Provided passage:
Chinese mechanical engineer

Duan Huiling (段慧玲) is a Chinese mechanical engineer, specializing in interface mechanics, the interactions between fluids and solids, and the surface properties and elasticity of nanoscale structures. She is dean of engineering at Peking University.

==Education and career==
Duan studied mechanical engineering at Northeast Petroleum University, graduating with a bachelor's degree in 1995 and earning a master's degree in 1998. From 1998 to 2001 was a lecturer at the university. After returning to graduate study at Peking University, she completed a Ph.D. in solid mechanics in 2005.

She was a postdoctoral researcher at Cardiff University in the United Kingdom, supported by a Royal Society Postdoctoral Fellowship, and at the Institute of Nanotechnology of the Karlsruhe Research Center (FZK-INT, now part of the Karlsruhe Institute of Technology) in Germany, supported by an Alexander von Humboldt Fellowship. In 2007 she returned to China as an associate professor at Peking University, subsequently becoming full professor and, in 2014, Chang Jiang Chair Professor.

At Peking University, she chaired the Department of Mechanics and Engineering Science from 2013 to 2018, and was named dean of the College of Engineering in 2020. In 2025 she holds the title of Founding Director of the Faculty of Engineering at Peking University.

== Research ==
Her research yielded over 200 peer reviewed publications and over 7500 citations. Her early publications included a piece on elastostatic problems in 2005, more recently she worked on Artificial Intelligence-Aided Design in 2025.

==Recognition==
Duan was the 2009 recipient of the Sia Nemat-Nasser Early Career Award of the American Society of Mechanical Engineers, which elected her as a Fellow in 2020, and as a Fellow of The World Academy of Sciences in 2026.

She is also a recipient of the Distinguished Young Scholars Award of the National Natural Science Foundation of China (2012), and was named a National Outstanding Young Female Scientist of China (2014) and National Outstanding Young Scholar of China (2015).

Data supplied:
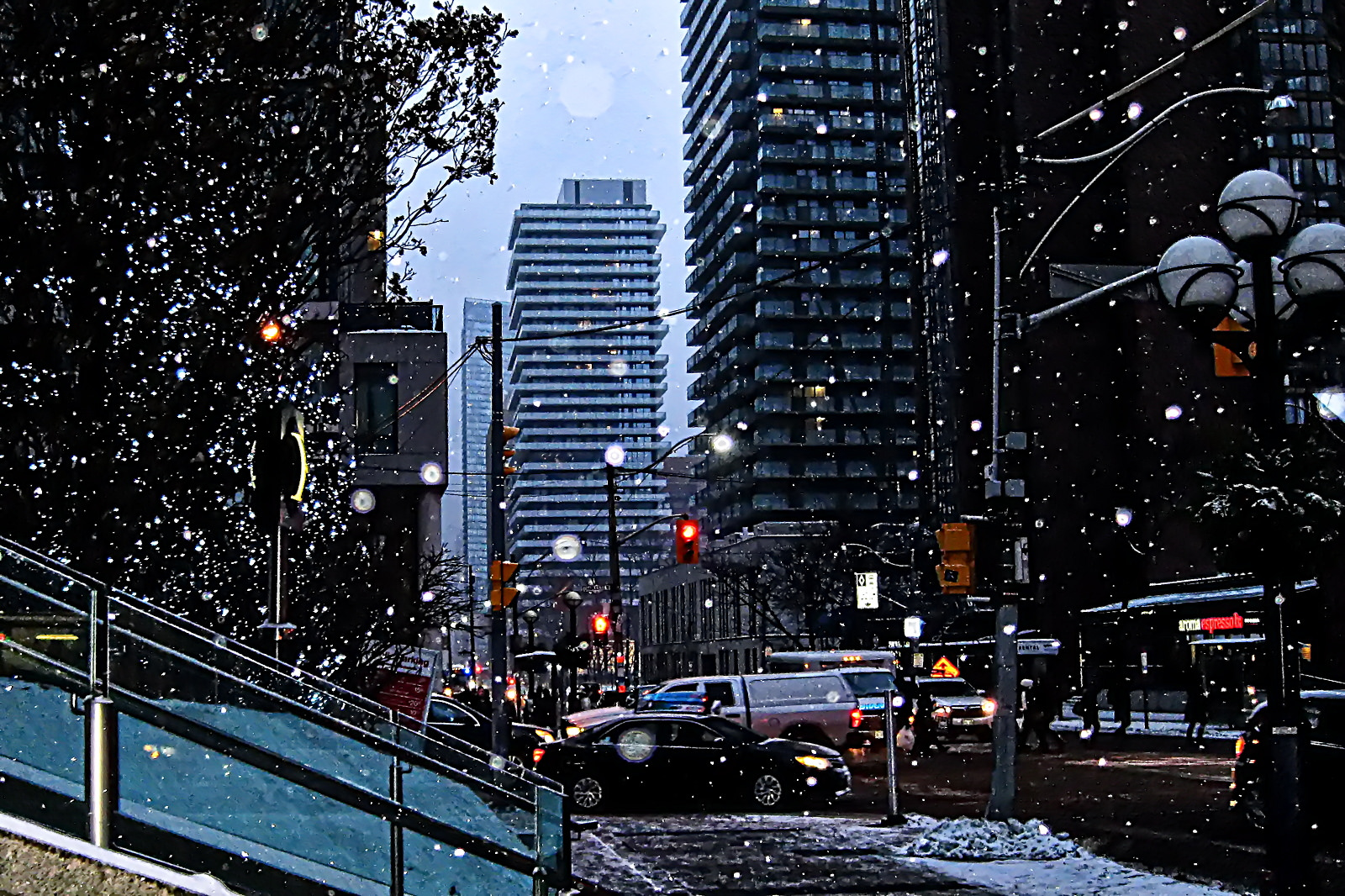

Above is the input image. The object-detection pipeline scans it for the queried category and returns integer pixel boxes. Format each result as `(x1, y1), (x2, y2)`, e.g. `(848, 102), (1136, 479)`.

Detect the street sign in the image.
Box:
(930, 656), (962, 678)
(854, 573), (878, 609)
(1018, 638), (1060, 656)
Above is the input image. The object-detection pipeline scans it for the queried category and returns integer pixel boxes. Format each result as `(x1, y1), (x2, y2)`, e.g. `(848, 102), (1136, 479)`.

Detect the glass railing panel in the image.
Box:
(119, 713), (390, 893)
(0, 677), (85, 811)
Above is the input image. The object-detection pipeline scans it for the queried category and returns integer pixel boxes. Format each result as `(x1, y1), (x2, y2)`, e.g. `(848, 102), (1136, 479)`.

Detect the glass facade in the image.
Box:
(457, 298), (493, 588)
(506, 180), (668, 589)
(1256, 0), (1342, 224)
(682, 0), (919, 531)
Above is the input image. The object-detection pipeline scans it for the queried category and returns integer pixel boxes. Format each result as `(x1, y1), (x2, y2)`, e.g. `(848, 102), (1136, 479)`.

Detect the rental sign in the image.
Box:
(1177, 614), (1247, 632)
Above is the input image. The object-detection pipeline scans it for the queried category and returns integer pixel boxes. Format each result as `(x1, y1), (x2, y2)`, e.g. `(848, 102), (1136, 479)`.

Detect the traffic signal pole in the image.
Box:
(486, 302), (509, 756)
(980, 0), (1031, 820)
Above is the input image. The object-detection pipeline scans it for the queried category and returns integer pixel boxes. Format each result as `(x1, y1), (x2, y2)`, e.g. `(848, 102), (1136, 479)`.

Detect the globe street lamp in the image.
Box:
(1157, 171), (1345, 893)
---
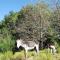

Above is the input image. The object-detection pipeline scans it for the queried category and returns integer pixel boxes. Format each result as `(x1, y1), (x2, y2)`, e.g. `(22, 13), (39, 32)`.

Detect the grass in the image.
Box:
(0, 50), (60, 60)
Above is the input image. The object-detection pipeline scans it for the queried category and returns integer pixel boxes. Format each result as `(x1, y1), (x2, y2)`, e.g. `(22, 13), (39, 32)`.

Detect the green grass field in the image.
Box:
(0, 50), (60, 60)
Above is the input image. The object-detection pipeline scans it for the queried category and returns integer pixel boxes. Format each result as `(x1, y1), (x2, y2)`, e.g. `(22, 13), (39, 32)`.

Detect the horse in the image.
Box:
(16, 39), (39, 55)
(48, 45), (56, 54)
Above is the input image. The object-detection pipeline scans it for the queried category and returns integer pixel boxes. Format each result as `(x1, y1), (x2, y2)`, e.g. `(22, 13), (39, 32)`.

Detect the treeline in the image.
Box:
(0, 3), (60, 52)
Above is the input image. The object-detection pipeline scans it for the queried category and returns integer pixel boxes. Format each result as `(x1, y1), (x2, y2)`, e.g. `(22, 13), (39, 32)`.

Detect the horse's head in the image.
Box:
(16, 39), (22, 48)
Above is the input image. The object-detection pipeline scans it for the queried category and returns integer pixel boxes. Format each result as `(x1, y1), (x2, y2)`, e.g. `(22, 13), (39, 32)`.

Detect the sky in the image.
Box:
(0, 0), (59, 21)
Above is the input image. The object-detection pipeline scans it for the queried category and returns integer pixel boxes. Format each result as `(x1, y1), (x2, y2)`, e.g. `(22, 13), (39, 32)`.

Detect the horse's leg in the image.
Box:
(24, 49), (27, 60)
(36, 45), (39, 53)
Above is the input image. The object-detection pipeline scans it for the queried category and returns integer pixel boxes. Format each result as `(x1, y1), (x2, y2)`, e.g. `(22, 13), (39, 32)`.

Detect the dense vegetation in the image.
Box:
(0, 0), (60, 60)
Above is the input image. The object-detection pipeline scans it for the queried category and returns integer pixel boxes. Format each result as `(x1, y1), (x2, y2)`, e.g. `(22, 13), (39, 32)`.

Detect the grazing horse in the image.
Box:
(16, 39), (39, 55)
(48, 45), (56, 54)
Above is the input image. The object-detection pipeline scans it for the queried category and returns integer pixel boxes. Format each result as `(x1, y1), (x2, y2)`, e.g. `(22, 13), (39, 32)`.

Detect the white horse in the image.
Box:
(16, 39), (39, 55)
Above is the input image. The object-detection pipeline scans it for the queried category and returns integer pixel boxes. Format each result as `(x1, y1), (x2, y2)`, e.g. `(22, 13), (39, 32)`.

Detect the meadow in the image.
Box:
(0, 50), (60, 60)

Tasks to carry out:
(1) From the Duan Huiling profile, set down the part that opens with the words containing "At Peking University, she chaired" and closes with "Faculty of Engineering at Peking University.".
(2) According to the Duan Huiling profile, which fellowship supported her postdoctoral research at Cardiff University?

Solutions to each task:
(1)
At Peking University, she chaired the Department of Mechanics and Engineering Science from 2013 to 2018, and was named dean of the College of Engineering in 2020. In 2025 she holds the title of Founding Director of the Faculty of Engineering at Peking University.

(2) A Royal Society Postdoctoral Fellowship